Task directions:
Starting at the line containing "Where can you see the apple half?" and ending with the last line of the records, write those lines out again, switching "wooden tray" to "bamboo tray" and leaving everything else unchanged.
--
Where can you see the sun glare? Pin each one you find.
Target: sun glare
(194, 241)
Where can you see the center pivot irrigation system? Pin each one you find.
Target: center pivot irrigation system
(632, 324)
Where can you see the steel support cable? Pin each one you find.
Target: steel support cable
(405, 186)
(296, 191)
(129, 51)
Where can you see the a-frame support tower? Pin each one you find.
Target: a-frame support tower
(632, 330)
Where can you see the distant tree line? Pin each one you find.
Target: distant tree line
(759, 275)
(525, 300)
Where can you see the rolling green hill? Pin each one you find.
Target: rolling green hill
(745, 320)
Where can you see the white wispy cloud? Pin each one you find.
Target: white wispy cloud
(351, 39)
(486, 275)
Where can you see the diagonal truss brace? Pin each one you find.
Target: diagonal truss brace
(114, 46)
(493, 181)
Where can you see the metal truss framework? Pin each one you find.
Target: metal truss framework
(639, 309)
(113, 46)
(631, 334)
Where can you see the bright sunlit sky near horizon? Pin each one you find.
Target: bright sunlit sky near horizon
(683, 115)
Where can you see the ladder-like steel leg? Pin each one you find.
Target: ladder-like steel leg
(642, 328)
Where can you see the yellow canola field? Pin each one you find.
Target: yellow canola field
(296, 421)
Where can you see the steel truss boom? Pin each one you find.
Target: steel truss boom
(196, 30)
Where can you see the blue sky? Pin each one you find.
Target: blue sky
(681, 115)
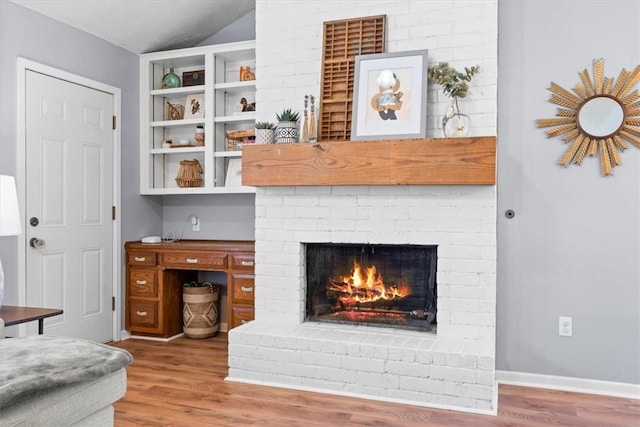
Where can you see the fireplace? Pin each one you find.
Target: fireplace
(452, 368)
(391, 286)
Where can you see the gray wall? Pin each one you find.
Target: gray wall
(573, 248)
(243, 29)
(30, 35)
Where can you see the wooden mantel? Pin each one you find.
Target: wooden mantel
(430, 161)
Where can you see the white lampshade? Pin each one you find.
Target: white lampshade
(9, 212)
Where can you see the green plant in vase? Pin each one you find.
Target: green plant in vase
(287, 128)
(265, 132)
(455, 85)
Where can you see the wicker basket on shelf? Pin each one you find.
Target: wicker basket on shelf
(174, 111)
(237, 138)
(189, 173)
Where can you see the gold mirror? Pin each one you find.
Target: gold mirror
(598, 118)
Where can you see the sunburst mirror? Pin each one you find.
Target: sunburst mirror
(598, 118)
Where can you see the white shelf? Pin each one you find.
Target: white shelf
(183, 122)
(228, 153)
(177, 91)
(221, 90)
(236, 86)
(198, 190)
(177, 150)
(240, 117)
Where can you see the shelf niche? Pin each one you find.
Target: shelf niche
(429, 161)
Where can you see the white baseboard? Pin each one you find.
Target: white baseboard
(578, 385)
(492, 412)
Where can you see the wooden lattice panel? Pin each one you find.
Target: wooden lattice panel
(343, 40)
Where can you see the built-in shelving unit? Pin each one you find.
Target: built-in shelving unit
(221, 92)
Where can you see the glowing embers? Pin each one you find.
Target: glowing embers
(375, 285)
(367, 287)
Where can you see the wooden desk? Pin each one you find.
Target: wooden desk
(13, 315)
(155, 274)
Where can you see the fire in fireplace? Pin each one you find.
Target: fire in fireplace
(372, 284)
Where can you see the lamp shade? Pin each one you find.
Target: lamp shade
(9, 212)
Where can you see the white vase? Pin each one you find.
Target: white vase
(286, 132)
(454, 123)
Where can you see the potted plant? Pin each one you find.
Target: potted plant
(287, 128)
(265, 132)
(200, 309)
(455, 85)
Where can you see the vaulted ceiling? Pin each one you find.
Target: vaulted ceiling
(142, 26)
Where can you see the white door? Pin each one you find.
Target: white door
(69, 197)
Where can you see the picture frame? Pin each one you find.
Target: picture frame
(194, 106)
(234, 173)
(390, 96)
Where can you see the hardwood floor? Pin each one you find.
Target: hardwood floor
(181, 383)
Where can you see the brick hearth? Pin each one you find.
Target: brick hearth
(453, 368)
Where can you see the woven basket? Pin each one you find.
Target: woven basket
(236, 138)
(173, 112)
(200, 311)
(189, 173)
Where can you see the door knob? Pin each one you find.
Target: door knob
(37, 243)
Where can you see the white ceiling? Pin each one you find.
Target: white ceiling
(142, 26)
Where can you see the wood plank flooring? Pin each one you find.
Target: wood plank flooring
(181, 383)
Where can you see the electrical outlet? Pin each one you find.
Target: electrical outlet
(565, 326)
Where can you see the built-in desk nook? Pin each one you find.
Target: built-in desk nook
(156, 272)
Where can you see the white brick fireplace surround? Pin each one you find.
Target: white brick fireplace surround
(453, 369)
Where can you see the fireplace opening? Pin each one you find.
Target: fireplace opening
(379, 285)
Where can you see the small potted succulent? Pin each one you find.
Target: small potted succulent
(265, 132)
(455, 85)
(287, 128)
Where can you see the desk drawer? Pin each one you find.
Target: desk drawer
(198, 261)
(142, 282)
(143, 313)
(243, 288)
(141, 258)
(242, 261)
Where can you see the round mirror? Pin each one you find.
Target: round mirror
(597, 117)
(600, 116)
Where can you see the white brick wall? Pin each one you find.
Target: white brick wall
(462, 32)
(453, 369)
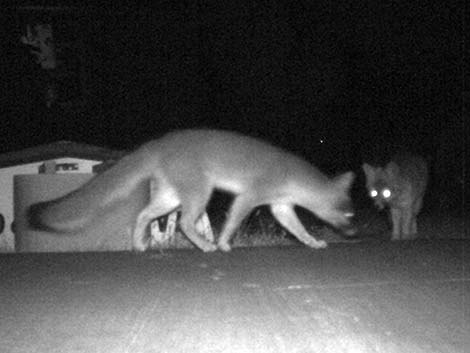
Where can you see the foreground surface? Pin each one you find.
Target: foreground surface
(365, 297)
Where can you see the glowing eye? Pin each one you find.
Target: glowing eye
(386, 193)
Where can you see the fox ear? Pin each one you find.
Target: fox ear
(392, 170)
(369, 171)
(345, 180)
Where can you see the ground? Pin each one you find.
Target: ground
(370, 296)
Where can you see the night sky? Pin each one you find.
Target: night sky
(365, 77)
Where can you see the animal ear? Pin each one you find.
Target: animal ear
(369, 171)
(345, 180)
(392, 170)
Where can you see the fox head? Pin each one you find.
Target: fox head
(381, 183)
(336, 207)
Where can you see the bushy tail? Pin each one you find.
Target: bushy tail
(72, 212)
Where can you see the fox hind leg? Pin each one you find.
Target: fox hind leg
(193, 206)
(140, 238)
(286, 216)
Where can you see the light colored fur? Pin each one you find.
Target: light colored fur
(406, 178)
(186, 166)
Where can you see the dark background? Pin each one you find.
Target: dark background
(337, 82)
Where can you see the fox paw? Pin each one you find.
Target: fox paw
(318, 244)
(209, 247)
(225, 247)
(140, 246)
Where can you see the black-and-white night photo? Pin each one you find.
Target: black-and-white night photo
(235, 176)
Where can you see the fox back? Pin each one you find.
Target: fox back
(400, 186)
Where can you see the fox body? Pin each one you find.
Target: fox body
(400, 186)
(184, 167)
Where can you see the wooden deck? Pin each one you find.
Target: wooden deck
(366, 297)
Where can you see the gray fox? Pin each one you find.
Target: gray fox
(186, 166)
(400, 186)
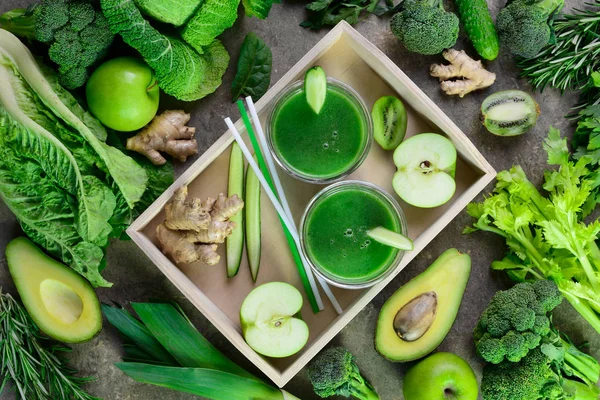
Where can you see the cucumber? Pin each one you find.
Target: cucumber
(477, 21)
(390, 238)
(235, 242)
(253, 238)
(315, 88)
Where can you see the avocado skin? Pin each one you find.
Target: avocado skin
(447, 276)
(29, 267)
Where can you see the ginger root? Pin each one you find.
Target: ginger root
(168, 133)
(468, 74)
(183, 215)
(193, 228)
(182, 250)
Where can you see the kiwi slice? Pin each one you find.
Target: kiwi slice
(315, 88)
(509, 113)
(389, 122)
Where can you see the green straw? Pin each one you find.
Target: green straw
(288, 236)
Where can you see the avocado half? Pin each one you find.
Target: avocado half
(61, 302)
(419, 315)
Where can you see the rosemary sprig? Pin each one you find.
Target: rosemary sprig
(568, 63)
(30, 363)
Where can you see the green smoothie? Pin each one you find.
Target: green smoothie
(336, 234)
(324, 145)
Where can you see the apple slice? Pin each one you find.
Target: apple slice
(269, 323)
(426, 165)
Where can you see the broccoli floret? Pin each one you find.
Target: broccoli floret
(524, 25)
(81, 15)
(334, 373)
(50, 16)
(423, 26)
(79, 35)
(515, 321)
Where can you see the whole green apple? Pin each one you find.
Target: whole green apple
(123, 94)
(441, 376)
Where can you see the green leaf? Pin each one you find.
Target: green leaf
(556, 147)
(212, 19)
(253, 74)
(137, 333)
(182, 340)
(209, 383)
(257, 8)
(217, 60)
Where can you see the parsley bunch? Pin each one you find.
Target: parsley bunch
(545, 234)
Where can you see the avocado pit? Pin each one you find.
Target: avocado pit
(416, 317)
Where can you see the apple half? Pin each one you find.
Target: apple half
(426, 165)
(270, 323)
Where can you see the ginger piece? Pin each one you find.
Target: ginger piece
(469, 74)
(226, 207)
(182, 251)
(193, 228)
(167, 133)
(189, 216)
(216, 232)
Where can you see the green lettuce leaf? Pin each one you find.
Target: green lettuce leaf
(96, 202)
(258, 8)
(47, 215)
(253, 75)
(178, 67)
(212, 19)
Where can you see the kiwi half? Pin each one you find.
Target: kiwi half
(389, 122)
(509, 113)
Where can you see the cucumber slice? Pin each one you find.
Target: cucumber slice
(235, 242)
(390, 238)
(315, 88)
(253, 238)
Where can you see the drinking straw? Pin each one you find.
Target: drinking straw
(312, 292)
(281, 193)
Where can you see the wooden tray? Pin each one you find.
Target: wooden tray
(349, 57)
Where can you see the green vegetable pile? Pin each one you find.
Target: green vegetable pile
(70, 190)
(524, 25)
(515, 321)
(424, 27)
(77, 34)
(546, 236)
(334, 373)
(30, 362)
(165, 349)
(539, 363)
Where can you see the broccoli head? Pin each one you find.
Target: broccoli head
(334, 373)
(515, 321)
(78, 35)
(538, 376)
(524, 25)
(424, 27)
--
Answer to the task:
Where can you see the apple half? Pin each one you find.
Target: apple half
(426, 165)
(270, 323)
Where can you see the ginger piece? Pin each one you find.
Target: ginger piece
(469, 74)
(226, 207)
(182, 251)
(193, 228)
(167, 133)
(189, 216)
(216, 232)
Where can you see the green lettuce leaf? Pin each one you find.
Target: green lettuce leaf
(96, 202)
(258, 8)
(47, 215)
(253, 75)
(178, 67)
(212, 19)
Where can you see the kiwi half? Pin each one you find.
Target: kiwi half
(389, 122)
(509, 113)
Where can you see the cucumber slice? Pin each one you find.
Target: cucumber slice
(235, 242)
(390, 238)
(315, 88)
(253, 238)
Where can you see the drinking straw? Pin each one you find.
Target: drinking straw
(312, 292)
(281, 193)
Where can you see the bamboo tray? Pin each one you find.
Target: bamboo tray
(349, 57)
Where can you see the green vegetable pile? Pin each one you find.
Target: green vegetable pile
(70, 190)
(524, 25)
(515, 321)
(424, 27)
(77, 34)
(546, 236)
(334, 373)
(30, 362)
(165, 349)
(539, 363)
Where can you see the broccoli head? Pin each one you find.
Target: broccoli head
(334, 373)
(515, 321)
(78, 35)
(538, 376)
(524, 25)
(424, 27)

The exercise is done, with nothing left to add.